▶ _What needs to be done_
Copy out the entries that follow, unchanged.
--- START ---
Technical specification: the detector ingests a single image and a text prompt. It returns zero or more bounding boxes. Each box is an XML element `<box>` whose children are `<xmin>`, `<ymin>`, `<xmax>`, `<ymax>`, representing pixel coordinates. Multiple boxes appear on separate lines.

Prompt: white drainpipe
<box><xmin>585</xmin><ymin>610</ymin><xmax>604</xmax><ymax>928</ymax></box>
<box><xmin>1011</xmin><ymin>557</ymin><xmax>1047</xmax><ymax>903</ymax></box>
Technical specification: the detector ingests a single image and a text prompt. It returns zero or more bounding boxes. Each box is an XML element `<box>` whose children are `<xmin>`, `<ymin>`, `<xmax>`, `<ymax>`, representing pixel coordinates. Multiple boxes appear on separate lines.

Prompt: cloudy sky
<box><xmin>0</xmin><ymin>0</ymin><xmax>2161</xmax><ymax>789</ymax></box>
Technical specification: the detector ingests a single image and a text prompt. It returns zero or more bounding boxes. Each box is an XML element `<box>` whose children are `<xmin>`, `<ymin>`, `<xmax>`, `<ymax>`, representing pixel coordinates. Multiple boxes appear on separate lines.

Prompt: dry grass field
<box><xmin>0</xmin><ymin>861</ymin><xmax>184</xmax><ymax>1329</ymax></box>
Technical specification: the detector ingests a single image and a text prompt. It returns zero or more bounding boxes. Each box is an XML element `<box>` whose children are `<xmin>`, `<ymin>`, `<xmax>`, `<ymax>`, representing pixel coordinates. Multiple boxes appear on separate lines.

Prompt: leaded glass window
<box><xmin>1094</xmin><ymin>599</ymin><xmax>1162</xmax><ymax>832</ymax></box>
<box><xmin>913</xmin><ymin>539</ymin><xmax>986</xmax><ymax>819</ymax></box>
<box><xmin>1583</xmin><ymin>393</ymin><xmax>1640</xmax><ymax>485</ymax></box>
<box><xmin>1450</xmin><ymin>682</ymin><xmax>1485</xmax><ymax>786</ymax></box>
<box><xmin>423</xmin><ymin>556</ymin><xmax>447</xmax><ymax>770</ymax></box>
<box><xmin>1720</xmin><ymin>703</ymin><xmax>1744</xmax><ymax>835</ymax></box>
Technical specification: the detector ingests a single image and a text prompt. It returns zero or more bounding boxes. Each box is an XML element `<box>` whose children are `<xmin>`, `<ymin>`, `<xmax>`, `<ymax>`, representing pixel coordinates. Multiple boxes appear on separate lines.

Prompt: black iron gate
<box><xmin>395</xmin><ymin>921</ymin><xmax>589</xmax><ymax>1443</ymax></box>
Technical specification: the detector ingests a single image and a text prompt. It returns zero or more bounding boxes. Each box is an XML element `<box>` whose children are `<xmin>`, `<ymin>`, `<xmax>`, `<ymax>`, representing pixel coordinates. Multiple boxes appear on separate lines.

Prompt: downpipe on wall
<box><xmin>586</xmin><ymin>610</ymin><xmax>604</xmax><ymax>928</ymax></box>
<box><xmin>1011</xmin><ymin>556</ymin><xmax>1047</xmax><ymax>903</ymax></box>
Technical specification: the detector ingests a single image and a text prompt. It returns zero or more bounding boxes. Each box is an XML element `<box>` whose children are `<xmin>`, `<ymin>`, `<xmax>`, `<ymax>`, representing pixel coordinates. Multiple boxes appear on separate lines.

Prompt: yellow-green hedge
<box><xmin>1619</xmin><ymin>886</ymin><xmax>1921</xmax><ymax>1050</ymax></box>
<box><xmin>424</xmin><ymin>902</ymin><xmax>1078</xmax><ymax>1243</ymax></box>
--- END ---
▶ _Result for this task_
Technical specification: the detector ingests a single image and a text prompt. It returns zero or more bounding boxes. Each box is an XML element `<box>` whose children are `<xmin>`, `<ymin>`, `<xmax>`, `<ymax>`, representing pixel coordinates. Multiple boxes appear on separate lines.

Prompt: white drainpipe
<box><xmin>585</xmin><ymin>610</ymin><xmax>604</xmax><ymax>928</ymax></box>
<box><xmin>1011</xmin><ymin>557</ymin><xmax>1047</xmax><ymax>903</ymax></box>
Technical specification: the detector ingests a single image and a text prompt. It returns zero or more bounding boxes. Each box is an XML element `<box>` whose children are `<xmin>`, `<ymin>`, `<xmax>`, `<ymax>`, representing pixel coordinates. Multiple boxes appear on separate lines.

Prompt: cloudy sky
<box><xmin>0</xmin><ymin>0</ymin><xmax>2161</xmax><ymax>789</ymax></box>
Technical specification: the detector ingests a single image and a text prompt. It returns zero or more bounding boxes. Each box is an XML element `<box>` whose children are `<xmin>`, `<ymin>`, `<xmax>`, `<ymax>`, representing pixel coordinates. Multiple boxes appear on separate lines.

Prompt: dry grass field
<box><xmin>0</xmin><ymin>861</ymin><xmax>184</xmax><ymax>1329</ymax></box>
Technical specification: the detector ingests a single image and a text prompt. It returns zero or more bounding boxes. Each box is an XML element `<box>` whose children are `<xmin>`, `<ymin>`, `<xmax>`, `<ymax>`, representing pixel coordinates. Multiple boxes appear on separate lines.

Prompt: leaded glass window
<box><xmin>1094</xmin><ymin>599</ymin><xmax>1162</xmax><ymax>832</ymax></box>
<box><xmin>913</xmin><ymin>539</ymin><xmax>986</xmax><ymax>819</ymax></box>
<box><xmin>1583</xmin><ymin>393</ymin><xmax>1640</xmax><ymax>485</ymax></box>
<box><xmin>1450</xmin><ymin>682</ymin><xmax>1485</xmax><ymax>786</ymax></box>
<box><xmin>423</xmin><ymin>556</ymin><xmax>447</xmax><ymax>770</ymax></box>
<box><xmin>1720</xmin><ymin>703</ymin><xmax>1744</xmax><ymax>835</ymax></box>
Technical specification: the detector ingests a single image and a text prompt. It returns zero or more bounding boxes. Each box is an XML element `<box>` whose children are `<xmin>`, `<ymin>`, `<xmax>`, `<ymax>`, representing pixel coordinates. Multiple boxes appear on separate lines.

Prompt: black iron gate
<box><xmin>395</xmin><ymin>921</ymin><xmax>589</xmax><ymax>1443</ymax></box>
Technical specification: the detector ingests a single image and a text prompt. It returns zero or more bounding boxes. Each box is an XML element `<box>` whose children are `<xmin>`, `<ymin>`, `<xmax>`, `<ymax>`, representing pixel coordinates. Multiple boxes appear on separate lines.

Prompt: downpipe on wall
<box><xmin>586</xmin><ymin>610</ymin><xmax>604</xmax><ymax>928</ymax></box>
<box><xmin>1011</xmin><ymin>556</ymin><xmax>1047</xmax><ymax>903</ymax></box>
Technical specification: the detector ingests a single image and a text prompt. It returns zero or more bounding boxes. Each box is an XML element `<box>` whose children are `<xmin>`, `<ymin>`, `<xmax>`, `<ymax>`, representing pixel coordinates. Multiple boxes appear on separate lines.

Prompt: yellow-green hedge
<box><xmin>1619</xmin><ymin>886</ymin><xmax>1921</xmax><ymax>1050</ymax></box>
<box><xmin>424</xmin><ymin>902</ymin><xmax>1078</xmax><ymax>1243</ymax></box>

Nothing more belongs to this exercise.